Goal of the exercise: Copy every one of the records below word for word, but leave the pictures out.
--- start of Records provided ---
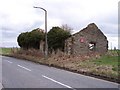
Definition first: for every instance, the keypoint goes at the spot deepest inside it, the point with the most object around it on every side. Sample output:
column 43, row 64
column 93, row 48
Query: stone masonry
column 86, row 41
--- end of Records provided ---
Output for this task:
Definition first: for every instance, the keypoint goes at the spot deepest inside it, the point with the most object around it on every side. Sample output:
column 43, row 64
column 93, row 48
Query: stone masonry
column 86, row 41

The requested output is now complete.